» **Record set**:
##############################

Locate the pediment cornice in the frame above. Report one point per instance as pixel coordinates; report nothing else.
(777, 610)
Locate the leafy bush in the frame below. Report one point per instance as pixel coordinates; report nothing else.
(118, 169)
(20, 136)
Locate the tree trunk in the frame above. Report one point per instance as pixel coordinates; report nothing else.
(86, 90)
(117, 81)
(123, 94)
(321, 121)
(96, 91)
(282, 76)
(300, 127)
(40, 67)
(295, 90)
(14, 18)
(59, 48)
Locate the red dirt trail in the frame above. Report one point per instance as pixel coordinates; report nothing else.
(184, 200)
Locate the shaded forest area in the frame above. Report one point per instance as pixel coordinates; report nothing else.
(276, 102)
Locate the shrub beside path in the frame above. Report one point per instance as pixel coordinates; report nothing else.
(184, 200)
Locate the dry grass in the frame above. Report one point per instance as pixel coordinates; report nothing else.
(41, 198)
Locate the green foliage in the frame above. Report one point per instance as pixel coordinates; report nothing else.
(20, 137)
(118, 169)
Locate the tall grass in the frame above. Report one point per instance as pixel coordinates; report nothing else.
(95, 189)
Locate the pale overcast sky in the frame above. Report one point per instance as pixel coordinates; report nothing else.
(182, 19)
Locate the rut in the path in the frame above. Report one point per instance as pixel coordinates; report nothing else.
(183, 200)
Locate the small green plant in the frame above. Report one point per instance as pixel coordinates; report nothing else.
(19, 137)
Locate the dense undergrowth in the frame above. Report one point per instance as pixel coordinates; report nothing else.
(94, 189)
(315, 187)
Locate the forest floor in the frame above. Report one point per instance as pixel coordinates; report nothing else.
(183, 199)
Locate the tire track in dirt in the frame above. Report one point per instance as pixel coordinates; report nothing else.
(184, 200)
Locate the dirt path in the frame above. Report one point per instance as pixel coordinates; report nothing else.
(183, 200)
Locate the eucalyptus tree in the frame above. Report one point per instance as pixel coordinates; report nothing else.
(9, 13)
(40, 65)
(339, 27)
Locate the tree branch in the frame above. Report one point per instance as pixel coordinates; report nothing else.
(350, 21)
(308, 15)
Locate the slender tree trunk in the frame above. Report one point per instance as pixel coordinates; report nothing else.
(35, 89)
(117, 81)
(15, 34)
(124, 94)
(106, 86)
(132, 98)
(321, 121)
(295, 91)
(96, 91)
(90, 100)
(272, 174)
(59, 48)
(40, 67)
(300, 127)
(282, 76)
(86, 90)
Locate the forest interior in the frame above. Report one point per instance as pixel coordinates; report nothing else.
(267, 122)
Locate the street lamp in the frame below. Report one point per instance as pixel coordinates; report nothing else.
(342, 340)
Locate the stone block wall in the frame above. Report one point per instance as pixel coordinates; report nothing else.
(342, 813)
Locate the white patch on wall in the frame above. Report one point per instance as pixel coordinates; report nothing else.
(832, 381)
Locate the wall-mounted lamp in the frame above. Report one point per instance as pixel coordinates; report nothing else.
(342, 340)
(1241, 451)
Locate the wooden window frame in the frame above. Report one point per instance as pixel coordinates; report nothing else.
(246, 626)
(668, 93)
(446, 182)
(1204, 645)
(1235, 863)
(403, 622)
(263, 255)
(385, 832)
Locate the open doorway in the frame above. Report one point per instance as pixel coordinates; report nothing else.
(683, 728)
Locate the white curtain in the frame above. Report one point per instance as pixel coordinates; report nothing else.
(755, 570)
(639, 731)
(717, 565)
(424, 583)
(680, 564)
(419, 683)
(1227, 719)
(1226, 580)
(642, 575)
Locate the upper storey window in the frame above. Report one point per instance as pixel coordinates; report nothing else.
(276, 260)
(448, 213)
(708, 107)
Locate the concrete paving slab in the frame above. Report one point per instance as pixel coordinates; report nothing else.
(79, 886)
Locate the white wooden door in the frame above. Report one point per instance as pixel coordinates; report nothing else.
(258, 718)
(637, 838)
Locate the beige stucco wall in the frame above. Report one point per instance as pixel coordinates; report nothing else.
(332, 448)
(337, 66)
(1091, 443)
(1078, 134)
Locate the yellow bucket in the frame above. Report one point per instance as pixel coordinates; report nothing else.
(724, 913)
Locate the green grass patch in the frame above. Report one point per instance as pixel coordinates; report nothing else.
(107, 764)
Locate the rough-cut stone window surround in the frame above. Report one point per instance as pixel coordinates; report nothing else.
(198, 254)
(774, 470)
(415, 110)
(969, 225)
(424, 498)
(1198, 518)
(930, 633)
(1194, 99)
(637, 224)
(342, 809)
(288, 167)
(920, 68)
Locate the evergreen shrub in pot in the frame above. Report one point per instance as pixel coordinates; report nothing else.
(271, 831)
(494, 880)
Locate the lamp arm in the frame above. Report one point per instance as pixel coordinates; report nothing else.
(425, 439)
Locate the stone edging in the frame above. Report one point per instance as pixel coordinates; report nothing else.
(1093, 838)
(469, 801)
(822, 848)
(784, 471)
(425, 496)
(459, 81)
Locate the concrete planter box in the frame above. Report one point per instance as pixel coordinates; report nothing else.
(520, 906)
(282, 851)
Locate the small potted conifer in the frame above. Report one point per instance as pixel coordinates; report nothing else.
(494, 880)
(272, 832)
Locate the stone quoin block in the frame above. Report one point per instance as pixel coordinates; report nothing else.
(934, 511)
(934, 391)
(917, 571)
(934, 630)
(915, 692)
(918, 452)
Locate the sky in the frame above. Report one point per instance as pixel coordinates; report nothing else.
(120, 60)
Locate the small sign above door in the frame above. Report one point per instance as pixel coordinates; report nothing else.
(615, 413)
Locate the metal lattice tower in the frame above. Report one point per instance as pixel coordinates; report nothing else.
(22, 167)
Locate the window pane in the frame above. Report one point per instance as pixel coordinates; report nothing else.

##############################

Convert the material above into a JSON list of strings, one string for each line and no entries for blank lines.

» **Result of this exercise**:
[
  "Locate the pediment cornice in the frame above. Report one point per instance as pixel coordinates; report nothing else.",
  "(777, 610)",
  "Locate the leafy bush in the frame below. Report one point per instance as pixel coordinates; report nothing else.",
  "(118, 169)",
  "(20, 136)",
  "Locate the tree trunk in the frame above. Report one point per instance as pixel coordinates; report nothing else.",
  "(86, 90)",
  "(117, 81)",
  "(123, 94)",
  "(321, 121)",
  "(96, 91)",
  "(282, 76)",
  "(300, 127)",
  "(40, 67)",
  "(295, 90)",
  "(14, 18)",
  "(59, 48)",
  "Locate the red dirt trail in the frame above. Report one point per instance as pixel coordinates; report nothing else.",
  "(184, 200)",
  "Locate the shaded forest area in the frame above. Report one point per instance as pixel coordinates; report nothing else.",
  "(276, 102)",
  "Locate the shrub beside path in the frame above. Report one point per instance as pixel coordinates; report nothing else.",
  "(184, 200)",
  "Locate the dry grass in the frame above. Report one point per instance as pixel coordinates; report nothing else.",
  "(41, 198)",
  "Locate the green foliage in the frame above. Report one point per instance as pixel coordinates; report nothing else.",
  "(20, 137)",
  "(118, 169)",
  "Locate the tall grass in the frame above. Report one point per instance as pixel coordinates; report nothing else.",
  "(95, 189)",
  "Locate the pale overcast sky in the frame above. Report one point per instance as pixel coordinates; report nothing else.",
  "(182, 19)",
  "Locate the rut in the path in the frame above. Report one point per instance as pixel coordinates; report nothing else.",
  "(183, 200)",
  "Locate the small green plant in the frame above. Report one point per instance as pixel coordinates; report nothing else.",
  "(19, 137)",
  "Locate the dense undergrowth in the frame above. Report one point per instance as pixel coordinates; report nothing else.",
  "(94, 189)",
  "(315, 187)",
  "Locate the forest floor in the frame above. Report one point per instance as pixel coordinates; report nothing else.",
  "(183, 199)",
  "Locate the tire track in dirt in the frame above. Report one point per instance as pixel coordinates; report nothing else.",
  "(184, 200)",
  "Locate the dirt path in the frame above. Report one point per instance as pixel coordinates; report nothing else.",
  "(183, 200)",
  "Locate the eucalyptus tree in the frame above. Report one point per instance as pixel coordinates; report nothing else.",
  "(9, 13)",
  "(40, 65)",
  "(339, 27)",
  "Locate the tree branch in the frame above. Report one point per instance as pixel coordinates; report nothing else.",
  "(350, 21)",
  "(308, 15)",
  "Locate the slender tree trunk in the frame above. Report one point per instance as pixel coordinates; report nothing else.",
  "(35, 89)",
  "(117, 81)",
  "(15, 34)",
  "(124, 94)",
  "(106, 86)",
  "(132, 98)",
  "(321, 121)",
  "(295, 91)",
  "(96, 91)",
  "(90, 100)",
  "(272, 174)",
  "(59, 48)",
  "(40, 67)",
  "(300, 127)",
  "(282, 76)",
  "(86, 90)",
  "Locate the forest interior in the frame above. Report one point per instance as pixel coordinates; report nothing else.",
  "(267, 122)",
  "Locate the street lamp in the frame below. Report one point per instance as pixel coordinates; report nothing else.",
  "(342, 340)",
  "Locate the stone block wall in the frame above. Report one point per instance as pixel coordinates; report nothing else.",
  "(342, 813)",
  "Locate the white patch on wall in the frame above. Report one point per instance as pixel coordinates; report nothing else.",
  "(832, 381)",
  "Locate the wall-mounted lamp in the frame above. Report one point per instance as pixel coordinates; report nothing else.",
  "(342, 340)",
  "(1241, 451)",
  "Locate the wooden window frame in the frame above. Report one point per instance as pixel coordinates; report nothing else.",
  "(246, 626)",
  "(668, 93)",
  "(446, 182)",
  "(1204, 645)",
  "(1235, 863)",
  "(403, 622)",
  "(263, 255)",
  "(385, 832)",
  "Locate the open doorway in the frame above. Report one point per instance as pixel coordinates; report nothing else.",
  "(683, 728)",
  "Locate the white curtain in the frame above. Report one point per instance as pixel coordinates; report nothing else.",
  "(755, 570)",
  "(639, 731)",
  "(717, 565)",
  "(424, 583)",
  "(680, 564)",
  "(419, 683)",
  "(1227, 719)",
  "(1226, 580)",
  "(642, 575)",
  "Locate the upper storey window in the frame above. Report one point per instance as pixel coordinates; report nothing else.",
  "(276, 260)",
  "(448, 213)",
  "(708, 107)",
  "Locate the concrete paving slab in the frame above. Report one point per instance as pixel coordinates; report nothing else.",
  "(79, 886)",
  "Locate the white wooden door in the frame above. Report one point per instance as pixel coordinates; report nothing else.",
  "(258, 718)",
  "(637, 838)",
  "Locate the beige stucco wall in the frame above. Report one point per instance as pixel coordinates; report nothing else.",
  "(332, 448)",
  "(337, 66)",
  "(1091, 443)",
  "(1078, 134)",
  "Locate the yellow bucket in the frame above. Report one point per instance as pixel coordinates; report nothing else.",
  "(724, 913)",
  "Locate the green grass patch in the frame above. Report one point per instance as pixel coordinates; report nothing else.",
  "(107, 764)",
  "Locate the rough-cut stone window surround in the frame above. Report one point per instance as pixel coordinates; report nothing else.",
  "(198, 254)",
  "(774, 470)",
  "(415, 110)",
  "(969, 225)",
  "(424, 498)",
  "(1198, 518)",
  "(930, 633)",
  "(1194, 99)",
  "(637, 224)",
  "(342, 809)",
  "(288, 167)",
  "(920, 68)",
  "Locate the evergreen shrub in pot in the frame above. Report one point per instance as pixel coordinates; report nothing else.",
  "(271, 831)",
  "(494, 880)",
  "Locate the lamp arm in the frame above. Report one point per instance as pixel coordinates; report nothing else.",
  "(425, 439)",
  "Locate the stone edging in the frame above. Report one point per instance as pixel coordinates; report nothing else.",
  "(1093, 838)",
  "(469, 801)",
  "(822, 848)",
  "(784, 471)",
  "(425, 496)",
  "(459, 81)",
  "Locate the concrete planter box in the frame above. Report one point per instance as pixel coordinates; report nothing else.",
  "(520, 906)",
  "(282, 851)",
  "Locate the small potted conifer in the frame above. Report one point per instance as pixel coordinates; report nothing else.",
  "(494, 880)",
  "(272, 832)",
  "Locate the stone quoin block in the frame above. Report one point per instance as pixel coordinates; report nothing else.",
  "(934, 511)",
  "(934, 391)",
  "(917, 571)",
  "(934, 630)",
  "(915, 692)",
  "(918, 452)",
  "Locate the sky in the frame above. Report one point per instance as pixel coordinates; report nothing else.",
  "(120, 60)",
  "Locate the small sign above door in the frame above. Report one point per instance as pixel coordinates; report nothing else.",
  "(615, 413)",
  "Locate the metal lattice tower in the frame above. Report one point per instance as pixel coordinates; report nothing else.",
  "(22, 167)",
  "Locate the window pane in the frame above. Report one point per instance as pixel coordinates; report nothing else."
]